PROBLEM STATEMENT –
Print the records again, character for character.

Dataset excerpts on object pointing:
Start
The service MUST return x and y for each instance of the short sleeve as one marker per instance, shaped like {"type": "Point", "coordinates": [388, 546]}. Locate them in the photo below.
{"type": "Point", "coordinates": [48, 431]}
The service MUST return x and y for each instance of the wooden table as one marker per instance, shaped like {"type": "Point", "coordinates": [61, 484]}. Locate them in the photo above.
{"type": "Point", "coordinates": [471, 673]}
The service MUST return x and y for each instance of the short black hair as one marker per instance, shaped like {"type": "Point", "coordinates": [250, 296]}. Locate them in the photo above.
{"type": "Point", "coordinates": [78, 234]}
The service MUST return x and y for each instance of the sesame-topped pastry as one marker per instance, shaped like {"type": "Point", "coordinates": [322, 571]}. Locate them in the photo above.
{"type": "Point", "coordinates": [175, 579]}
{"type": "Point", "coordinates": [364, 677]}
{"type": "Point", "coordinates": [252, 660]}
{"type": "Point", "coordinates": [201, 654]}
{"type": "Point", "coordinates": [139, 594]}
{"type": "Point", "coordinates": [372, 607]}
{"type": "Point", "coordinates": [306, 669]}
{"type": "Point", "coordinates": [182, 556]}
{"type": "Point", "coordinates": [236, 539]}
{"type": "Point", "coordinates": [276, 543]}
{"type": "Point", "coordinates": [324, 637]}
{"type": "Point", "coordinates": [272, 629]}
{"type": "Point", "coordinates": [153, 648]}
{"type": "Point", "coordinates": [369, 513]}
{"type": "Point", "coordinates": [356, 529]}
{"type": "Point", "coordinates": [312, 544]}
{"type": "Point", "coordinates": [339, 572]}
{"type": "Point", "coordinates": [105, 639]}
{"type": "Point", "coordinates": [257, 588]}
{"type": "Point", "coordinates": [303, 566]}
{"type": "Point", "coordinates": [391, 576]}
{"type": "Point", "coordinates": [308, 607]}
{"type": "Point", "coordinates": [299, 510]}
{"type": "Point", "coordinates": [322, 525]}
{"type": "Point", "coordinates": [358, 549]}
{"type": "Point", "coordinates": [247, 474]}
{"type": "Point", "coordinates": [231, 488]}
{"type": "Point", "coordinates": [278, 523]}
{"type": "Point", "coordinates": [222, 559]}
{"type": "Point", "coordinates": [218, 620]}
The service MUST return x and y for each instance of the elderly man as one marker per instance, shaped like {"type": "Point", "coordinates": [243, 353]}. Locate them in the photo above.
End
REPLY TO THE TASK –
The service MUST return x and y for each instance of the short sleeve as one marker per instance, shaped like {"type": "Point", "coordinates": [388, 546]}. Locate them in the photo below.
{"type": "Point", "coordinates": [48, 431]}
The service MUST return x and y for each instance of the wooden table as one marker per instance, shaped like {"type": "Point", "coordinates": [61, 484]}. Locate them in the photo above.
{"type": "Point", "coordinates": [471, 673]}
The service MUST return x and y for each instance of the short black hair as one marker per instance, shaped like {"type": "Point", "coordinates": [250, 296]}. Locate them in the photo above.
{"type": "Point", "coordinates": [78, 234]}
The service MUST return x and y for each instance of the sesame-topped pastry as one marker per instance, shaped like {"type": "Point", "coordinates": [322, 571]}. Locate them in the photo above.
{"type": "Point", "coordinates": [175, 579]}
{"type": "Point", "coordinates": [364, 677]}
{"type": "Point", "coordinates": [252, 660]}
{"type": "Point", "coordinates": [201, 654]}
{"type": "Point", "coordinates": [139, 594]}
{"type": "Point", "coordinates": [372, 607]}
{"type": "Point", "coordinates": [306, 669]}
{"type": "Point", "coordinates": [182, 556]}
{"type": "Point", "coordinates": [236, 539]}
{"type": "Point", "coordinates": [276, 543]}
{"type": "Point", "coordinates": [324, 637]}
{"type": "Point", "coordinates": [272, 629]}
{"type": "Point", "coordinates": [153, 648]}
{"type": "Point", "coordinates": [369, 513]}
{"type": "Point", "coordinates": [356, 529]}
{"type": "Point", "coordinates": [312, 544]}
{"type": "Point", "coordinates": [339, 572]}
{"type": "Point", "coordinates": [105, 639]}
{"type": "Point", "coordinates": [257, 588]}
{"type": "Point", "coordinates": [303, 566]}
{"type": "Point", "coordinates": [391, 576]}
{"type": "Point", "coordinates": [308, 607]}
{"type": "Point", "coordinates": [299, 510]}
{"type": "Point", "coordinates": [322, 525]}
{"type": "Point", "coordinates": [358, 549]}
{"type": "Point", "coordinates": [247, 474]}
{"type": "Point", "coordinates": [231, 488]}
{"type": "Point", "coordinates": [278, 523]}
{"type": "Point", "coordinates": [222, 559]}
{"type": "Point", "coordinates": [218, 620]}
The service MUST return x and y for each instance of the elderly man as one marker per instance, shaped like {"type": "Point", "coordinates": [243, 353]}. Locate them in the photo above.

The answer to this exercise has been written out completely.